### Work to be completed
Copy out the entries below exactly as they stand, but only from the line containing "positive clicks: (455, 456) (458, 455)" through the line containing "box: [0, 133, 900, 523]".

+++ Records shown +++

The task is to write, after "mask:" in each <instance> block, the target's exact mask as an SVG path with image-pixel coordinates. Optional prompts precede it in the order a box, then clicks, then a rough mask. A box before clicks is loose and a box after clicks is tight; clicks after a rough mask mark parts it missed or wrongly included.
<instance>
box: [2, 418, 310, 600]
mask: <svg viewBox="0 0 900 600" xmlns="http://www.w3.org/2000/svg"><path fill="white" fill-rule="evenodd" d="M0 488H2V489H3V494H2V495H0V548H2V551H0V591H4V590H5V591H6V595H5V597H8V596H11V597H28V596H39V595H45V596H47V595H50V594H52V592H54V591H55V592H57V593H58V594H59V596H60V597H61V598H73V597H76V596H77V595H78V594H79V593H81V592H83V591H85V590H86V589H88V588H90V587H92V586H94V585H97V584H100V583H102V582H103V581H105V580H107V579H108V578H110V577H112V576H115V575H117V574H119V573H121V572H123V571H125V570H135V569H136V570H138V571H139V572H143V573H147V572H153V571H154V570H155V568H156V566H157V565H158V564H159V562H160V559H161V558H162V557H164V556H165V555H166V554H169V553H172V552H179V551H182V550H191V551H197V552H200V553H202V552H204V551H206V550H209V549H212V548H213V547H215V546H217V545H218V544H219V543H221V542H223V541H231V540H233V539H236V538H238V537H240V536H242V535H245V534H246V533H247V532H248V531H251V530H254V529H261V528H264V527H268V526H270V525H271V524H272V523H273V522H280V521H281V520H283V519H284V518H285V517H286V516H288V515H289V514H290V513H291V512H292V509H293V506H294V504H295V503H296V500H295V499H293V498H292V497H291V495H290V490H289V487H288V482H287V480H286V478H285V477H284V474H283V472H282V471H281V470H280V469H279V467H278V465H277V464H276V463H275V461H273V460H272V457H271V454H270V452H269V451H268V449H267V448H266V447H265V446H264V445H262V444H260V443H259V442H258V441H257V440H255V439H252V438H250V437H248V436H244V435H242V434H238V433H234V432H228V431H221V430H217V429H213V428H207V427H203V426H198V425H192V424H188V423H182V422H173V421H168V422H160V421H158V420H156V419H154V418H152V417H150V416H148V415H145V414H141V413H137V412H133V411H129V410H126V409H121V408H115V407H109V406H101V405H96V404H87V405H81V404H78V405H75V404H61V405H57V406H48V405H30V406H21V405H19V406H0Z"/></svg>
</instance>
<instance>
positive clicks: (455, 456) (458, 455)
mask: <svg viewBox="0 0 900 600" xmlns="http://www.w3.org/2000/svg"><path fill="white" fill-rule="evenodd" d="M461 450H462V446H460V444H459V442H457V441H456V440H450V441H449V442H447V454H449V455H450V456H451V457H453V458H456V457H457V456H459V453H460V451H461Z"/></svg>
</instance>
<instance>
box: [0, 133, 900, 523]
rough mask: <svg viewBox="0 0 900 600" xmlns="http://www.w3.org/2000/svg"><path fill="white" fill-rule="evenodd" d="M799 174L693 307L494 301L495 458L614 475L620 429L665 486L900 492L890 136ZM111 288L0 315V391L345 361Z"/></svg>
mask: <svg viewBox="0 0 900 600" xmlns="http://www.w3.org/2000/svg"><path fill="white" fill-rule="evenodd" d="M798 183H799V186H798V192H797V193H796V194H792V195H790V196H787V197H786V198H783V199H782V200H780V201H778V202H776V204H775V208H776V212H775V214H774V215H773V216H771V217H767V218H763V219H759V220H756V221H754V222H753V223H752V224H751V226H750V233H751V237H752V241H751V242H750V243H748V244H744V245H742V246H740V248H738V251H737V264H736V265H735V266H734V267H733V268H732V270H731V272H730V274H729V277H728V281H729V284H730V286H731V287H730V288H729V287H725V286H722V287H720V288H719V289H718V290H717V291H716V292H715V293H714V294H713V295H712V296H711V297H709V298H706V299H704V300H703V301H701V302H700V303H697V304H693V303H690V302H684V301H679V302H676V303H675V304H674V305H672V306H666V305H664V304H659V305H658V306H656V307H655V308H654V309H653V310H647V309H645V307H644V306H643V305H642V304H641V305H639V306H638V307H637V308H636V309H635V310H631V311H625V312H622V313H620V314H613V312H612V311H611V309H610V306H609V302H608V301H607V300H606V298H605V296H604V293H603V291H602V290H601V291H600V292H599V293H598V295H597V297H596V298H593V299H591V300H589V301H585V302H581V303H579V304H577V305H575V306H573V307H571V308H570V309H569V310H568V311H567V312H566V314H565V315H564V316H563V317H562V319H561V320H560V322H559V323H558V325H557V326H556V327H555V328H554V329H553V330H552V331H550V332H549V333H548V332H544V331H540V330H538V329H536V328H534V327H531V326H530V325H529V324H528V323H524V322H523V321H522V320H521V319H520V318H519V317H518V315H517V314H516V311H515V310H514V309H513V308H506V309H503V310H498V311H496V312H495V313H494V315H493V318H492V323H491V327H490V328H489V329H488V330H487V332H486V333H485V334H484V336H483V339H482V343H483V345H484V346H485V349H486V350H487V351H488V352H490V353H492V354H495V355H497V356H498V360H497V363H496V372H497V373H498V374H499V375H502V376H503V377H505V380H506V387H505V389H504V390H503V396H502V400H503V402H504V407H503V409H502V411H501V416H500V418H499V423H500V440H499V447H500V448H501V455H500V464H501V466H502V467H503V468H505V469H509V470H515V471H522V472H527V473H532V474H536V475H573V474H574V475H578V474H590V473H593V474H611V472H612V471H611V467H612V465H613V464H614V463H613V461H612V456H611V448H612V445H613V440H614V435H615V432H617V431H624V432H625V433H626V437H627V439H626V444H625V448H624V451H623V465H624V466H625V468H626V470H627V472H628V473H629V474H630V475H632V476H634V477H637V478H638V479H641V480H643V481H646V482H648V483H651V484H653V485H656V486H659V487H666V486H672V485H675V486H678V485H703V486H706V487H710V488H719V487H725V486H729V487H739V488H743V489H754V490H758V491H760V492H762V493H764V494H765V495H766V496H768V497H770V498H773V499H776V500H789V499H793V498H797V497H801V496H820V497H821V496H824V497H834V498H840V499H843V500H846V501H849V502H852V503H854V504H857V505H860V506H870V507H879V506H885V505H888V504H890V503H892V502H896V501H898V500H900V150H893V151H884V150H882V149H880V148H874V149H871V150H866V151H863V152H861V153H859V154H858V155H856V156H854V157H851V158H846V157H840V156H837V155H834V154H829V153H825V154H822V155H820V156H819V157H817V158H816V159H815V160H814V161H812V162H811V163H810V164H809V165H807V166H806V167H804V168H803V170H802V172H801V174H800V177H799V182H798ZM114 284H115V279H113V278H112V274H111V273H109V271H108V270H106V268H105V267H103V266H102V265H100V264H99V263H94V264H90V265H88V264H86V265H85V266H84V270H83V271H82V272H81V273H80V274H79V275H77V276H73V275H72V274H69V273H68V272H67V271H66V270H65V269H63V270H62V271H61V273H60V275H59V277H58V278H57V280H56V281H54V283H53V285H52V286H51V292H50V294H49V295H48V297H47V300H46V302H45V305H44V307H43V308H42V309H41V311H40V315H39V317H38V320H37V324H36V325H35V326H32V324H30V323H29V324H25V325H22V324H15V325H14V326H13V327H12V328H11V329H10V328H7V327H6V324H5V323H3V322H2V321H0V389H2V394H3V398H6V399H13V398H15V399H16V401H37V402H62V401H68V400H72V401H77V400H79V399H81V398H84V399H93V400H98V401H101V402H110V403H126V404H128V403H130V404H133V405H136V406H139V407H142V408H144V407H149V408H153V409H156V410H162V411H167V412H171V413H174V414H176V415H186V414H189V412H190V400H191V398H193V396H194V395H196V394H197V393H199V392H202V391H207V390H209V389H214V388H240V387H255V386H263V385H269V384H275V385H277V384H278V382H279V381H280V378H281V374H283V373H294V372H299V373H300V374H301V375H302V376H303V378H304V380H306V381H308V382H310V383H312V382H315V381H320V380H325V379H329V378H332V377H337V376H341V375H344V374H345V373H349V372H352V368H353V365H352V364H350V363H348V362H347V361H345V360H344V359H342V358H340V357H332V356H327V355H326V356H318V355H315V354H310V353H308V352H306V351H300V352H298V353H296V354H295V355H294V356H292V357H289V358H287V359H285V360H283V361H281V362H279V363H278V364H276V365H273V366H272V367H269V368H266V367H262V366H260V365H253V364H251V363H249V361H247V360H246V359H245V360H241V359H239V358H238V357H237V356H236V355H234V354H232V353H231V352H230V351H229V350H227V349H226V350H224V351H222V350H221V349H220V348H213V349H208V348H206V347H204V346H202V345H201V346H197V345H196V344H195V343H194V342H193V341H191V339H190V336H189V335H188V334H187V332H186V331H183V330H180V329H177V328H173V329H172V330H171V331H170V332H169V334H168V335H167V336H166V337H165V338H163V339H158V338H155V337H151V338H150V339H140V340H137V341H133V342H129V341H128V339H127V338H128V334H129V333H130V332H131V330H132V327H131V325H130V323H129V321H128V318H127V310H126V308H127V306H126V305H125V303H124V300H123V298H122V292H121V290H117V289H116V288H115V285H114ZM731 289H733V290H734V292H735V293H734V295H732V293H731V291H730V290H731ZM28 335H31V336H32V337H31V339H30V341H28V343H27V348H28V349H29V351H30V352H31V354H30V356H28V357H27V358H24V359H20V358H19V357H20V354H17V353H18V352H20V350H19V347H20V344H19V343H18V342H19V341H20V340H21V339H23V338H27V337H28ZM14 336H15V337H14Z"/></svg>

+++

### Solution to this problem
positive clicks: (455, 456) (458, 455)
mask: <svg viewBox="0 0 900 600" xmlns="http://www.w3.org/2000/svg"><path fill="white" fill-rule="evenodd" d="M461 450H462V446H460V444H459V442H457V441H456V440H450V441H449V442H447V454H449V455H450V456H451V457H453V458H456V457H457V456H459V453H460V451H461Z"/></svg>
</instance>
<instance>
box: [0, 133, 900, 523]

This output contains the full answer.